- BRIEF 1
Copy the part of the article on microbes in Leonardo da Vinci's drawings that opens with the words containing "What Does This" and closes with "water, as byproducts.".
- BRIEF 2
Which headings in the article on microbes in Leonardo da Vinci's drawings are phrased as questions? List every one.
- BRIEF 3
How would you render this sentence from the article on microbes in Leonardo da Vinci's drawings in Spanish: "These microbes eat compounds found in paint, glue, and cellulose, in turn producing hydrogen peroxide or water, as byproducts."

- PAGE TEXT
----------------

In art conservation, studying microbes may lead to new ways to slow down the deterioration of aging yet priceless artwork, while unmasking counterfeits. That’s what scientists have analysed in the paper for Frontiers in Microbiology, using masterpieces of the great Leonardo Da Vinci.
Crux of the Matter
What’s The Latest Research?
Back in March, JCVI geneticists were collecting swabs from centuries-old art in a private collection housed in Florence, Italy.
As per a recent paper in the journal Frontiers in Microbiology, specific microbes were found on 7 of Leonardo da Vinci’s drawings.
What Does This Mean?
The swabs confirmed the presence of “oxidase-positive” microbes on painted wood and canvas surfaces. These microbes eat compounds found in paint, glue, and cellulose, in turn producing hydrogen peroxide or water, as byproducts.
What Methods Did They Use?
Earlier, the team had used microbiome analysis, to study the storage conditions of 3 statues retrieved from smugglers, and found their possible geographical origins. For this latest paper, they used Nanopore, a sequencing method that uses protein nanopores embedded in a polymer membrane for sequencing.
Then How Did They Analyze?
- A delicate microaspiration i.e. filtering suction was used to collect debris like dust particles and microbial cells, from surface areas on the drawings.
- Then the DNA was extracted, amplified, and sequenced.
- Finally using optical microscopy, they imaged features of interest in all 7 drawings.
What Else Was Found?
Each drawing had its own unique microbiome or an “independent molecular profile or biological pedigree.” Overall, the bacteria dominated fungi in the drawings’ microbiomes
Types Of Microbiomes Detected
- Bacteria found in human microbiomes: either they came while being handled during restoration or from the artist himself, as the bacteria in dust could “remain in suspension” for long periods.

----------------

[Referring expression data]

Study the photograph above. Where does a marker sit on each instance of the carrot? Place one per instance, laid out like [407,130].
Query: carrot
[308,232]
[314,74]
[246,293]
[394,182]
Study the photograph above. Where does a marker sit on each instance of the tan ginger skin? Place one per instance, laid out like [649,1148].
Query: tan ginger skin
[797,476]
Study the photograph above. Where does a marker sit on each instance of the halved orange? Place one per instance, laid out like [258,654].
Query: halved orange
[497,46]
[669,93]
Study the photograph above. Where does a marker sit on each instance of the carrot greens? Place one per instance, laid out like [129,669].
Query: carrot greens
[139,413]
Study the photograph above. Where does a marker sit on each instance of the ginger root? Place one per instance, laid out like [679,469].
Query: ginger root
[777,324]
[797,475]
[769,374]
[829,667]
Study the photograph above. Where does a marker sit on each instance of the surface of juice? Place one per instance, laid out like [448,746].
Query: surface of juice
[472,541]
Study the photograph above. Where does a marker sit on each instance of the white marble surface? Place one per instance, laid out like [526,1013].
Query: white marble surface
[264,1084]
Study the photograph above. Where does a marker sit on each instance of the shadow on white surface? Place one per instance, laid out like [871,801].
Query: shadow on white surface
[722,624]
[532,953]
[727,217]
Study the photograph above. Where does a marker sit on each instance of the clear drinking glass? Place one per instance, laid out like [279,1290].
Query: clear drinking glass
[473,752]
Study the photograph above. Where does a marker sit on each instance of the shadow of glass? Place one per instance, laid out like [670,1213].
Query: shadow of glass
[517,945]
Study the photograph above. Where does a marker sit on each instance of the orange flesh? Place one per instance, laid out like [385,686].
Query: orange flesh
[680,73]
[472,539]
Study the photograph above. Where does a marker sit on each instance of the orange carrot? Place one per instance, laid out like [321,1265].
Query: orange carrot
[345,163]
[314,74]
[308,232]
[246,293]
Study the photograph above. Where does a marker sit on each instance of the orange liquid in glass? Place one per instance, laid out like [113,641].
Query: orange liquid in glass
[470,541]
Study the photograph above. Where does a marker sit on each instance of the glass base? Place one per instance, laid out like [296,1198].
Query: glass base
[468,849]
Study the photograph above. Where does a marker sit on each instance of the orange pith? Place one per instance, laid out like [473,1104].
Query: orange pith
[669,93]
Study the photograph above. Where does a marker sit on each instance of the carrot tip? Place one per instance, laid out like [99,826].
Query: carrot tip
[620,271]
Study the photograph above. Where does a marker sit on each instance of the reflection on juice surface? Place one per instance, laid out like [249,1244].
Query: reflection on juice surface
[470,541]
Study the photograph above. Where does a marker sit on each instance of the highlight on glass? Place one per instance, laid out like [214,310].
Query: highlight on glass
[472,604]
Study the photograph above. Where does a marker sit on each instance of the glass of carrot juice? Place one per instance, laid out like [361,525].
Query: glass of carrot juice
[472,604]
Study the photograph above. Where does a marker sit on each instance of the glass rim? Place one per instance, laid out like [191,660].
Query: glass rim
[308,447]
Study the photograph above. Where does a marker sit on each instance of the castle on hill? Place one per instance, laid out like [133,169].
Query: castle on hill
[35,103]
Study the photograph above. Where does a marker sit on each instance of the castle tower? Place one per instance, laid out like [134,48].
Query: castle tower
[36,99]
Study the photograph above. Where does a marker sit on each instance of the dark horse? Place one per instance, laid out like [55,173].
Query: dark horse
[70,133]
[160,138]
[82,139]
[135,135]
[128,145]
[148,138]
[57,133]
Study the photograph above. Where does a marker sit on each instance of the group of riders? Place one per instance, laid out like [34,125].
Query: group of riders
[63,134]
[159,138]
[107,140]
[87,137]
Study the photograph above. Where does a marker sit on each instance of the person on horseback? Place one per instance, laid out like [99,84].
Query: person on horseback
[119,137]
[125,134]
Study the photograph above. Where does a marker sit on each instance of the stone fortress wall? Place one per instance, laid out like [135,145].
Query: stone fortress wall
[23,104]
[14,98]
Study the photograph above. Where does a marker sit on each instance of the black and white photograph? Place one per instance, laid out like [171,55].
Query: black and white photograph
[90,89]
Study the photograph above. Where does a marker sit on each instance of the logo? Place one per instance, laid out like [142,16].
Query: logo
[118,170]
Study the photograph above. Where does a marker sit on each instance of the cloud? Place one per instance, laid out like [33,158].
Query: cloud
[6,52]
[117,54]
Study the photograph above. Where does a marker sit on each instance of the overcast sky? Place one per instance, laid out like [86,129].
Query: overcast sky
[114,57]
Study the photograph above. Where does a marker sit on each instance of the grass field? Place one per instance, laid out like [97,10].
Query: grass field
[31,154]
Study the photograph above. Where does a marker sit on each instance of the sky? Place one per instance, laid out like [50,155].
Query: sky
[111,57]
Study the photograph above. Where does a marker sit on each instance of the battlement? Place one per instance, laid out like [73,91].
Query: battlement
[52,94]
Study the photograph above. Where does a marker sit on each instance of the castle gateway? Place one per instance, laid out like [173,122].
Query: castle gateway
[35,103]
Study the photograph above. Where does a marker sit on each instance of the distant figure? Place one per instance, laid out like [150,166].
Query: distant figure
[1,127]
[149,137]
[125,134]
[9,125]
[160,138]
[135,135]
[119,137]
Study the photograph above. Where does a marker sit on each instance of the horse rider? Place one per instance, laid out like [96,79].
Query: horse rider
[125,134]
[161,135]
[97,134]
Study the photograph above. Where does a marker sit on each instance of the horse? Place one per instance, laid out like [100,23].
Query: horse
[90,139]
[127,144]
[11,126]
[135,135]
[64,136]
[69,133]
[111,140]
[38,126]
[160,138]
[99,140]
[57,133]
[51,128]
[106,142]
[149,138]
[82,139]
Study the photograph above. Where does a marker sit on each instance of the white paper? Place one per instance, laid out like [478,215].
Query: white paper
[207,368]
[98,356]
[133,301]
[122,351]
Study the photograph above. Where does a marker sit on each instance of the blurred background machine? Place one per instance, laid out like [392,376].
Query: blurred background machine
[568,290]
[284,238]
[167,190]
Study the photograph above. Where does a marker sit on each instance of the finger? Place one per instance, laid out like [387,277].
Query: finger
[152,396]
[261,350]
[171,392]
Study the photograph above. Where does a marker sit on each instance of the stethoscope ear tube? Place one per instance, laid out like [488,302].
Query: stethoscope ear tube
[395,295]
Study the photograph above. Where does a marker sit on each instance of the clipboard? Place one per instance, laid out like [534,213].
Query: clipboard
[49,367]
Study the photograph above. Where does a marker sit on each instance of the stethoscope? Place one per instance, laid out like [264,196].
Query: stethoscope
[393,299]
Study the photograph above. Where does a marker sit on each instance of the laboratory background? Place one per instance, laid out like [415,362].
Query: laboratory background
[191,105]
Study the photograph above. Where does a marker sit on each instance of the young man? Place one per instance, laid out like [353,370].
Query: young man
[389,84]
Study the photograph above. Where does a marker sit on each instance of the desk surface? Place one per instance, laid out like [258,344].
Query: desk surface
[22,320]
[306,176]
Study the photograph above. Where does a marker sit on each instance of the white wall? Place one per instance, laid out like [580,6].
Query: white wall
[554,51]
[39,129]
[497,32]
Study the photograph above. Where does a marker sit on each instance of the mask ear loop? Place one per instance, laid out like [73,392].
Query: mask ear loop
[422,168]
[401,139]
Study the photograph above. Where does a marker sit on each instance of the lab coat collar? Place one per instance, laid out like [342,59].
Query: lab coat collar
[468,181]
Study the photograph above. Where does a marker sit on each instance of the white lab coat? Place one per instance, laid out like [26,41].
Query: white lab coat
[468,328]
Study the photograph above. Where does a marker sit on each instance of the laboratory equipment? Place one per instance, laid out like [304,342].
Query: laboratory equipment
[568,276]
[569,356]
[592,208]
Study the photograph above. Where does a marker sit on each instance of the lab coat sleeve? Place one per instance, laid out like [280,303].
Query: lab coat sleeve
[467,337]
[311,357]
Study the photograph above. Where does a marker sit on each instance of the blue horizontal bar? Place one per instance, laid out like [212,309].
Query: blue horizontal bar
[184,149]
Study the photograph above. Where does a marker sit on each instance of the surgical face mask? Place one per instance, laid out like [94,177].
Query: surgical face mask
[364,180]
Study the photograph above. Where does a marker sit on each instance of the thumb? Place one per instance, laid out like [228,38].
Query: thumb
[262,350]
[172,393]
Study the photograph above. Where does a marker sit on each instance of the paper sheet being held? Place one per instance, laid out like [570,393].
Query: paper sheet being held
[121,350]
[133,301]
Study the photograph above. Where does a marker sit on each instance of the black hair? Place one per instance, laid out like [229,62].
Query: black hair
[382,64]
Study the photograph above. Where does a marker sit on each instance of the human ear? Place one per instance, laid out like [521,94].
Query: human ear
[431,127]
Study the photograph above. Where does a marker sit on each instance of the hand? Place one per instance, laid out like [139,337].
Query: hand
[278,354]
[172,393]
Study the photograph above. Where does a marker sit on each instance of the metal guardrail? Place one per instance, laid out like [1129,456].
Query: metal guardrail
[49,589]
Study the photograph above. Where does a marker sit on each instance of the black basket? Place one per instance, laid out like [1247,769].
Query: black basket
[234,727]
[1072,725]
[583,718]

----------------

- EXERCISE ANSWER 1
What Does This Mean?
The swabs confirmed the presence of “oxidase-positive” microbes on painted wood and canvas surfaces. These microbes eat compounds found in paint, glue, and cellulose, in turn producing hydrogen peroxide or water, as byproducts.

- EXERCISE ANSWER 2
- What's The Latest Research?
- What Does This Mean?
- What Methods Did They Use?
- Then How Did They Analyze?
- What Else Was Found?

- EXERCISE ANSWER 3
Estos microbios se alimentan de compuestos presentes en la pintura, el pegamento y la celulosa, y a su vez producen peróxido de hidrógeno o agua como subproductos.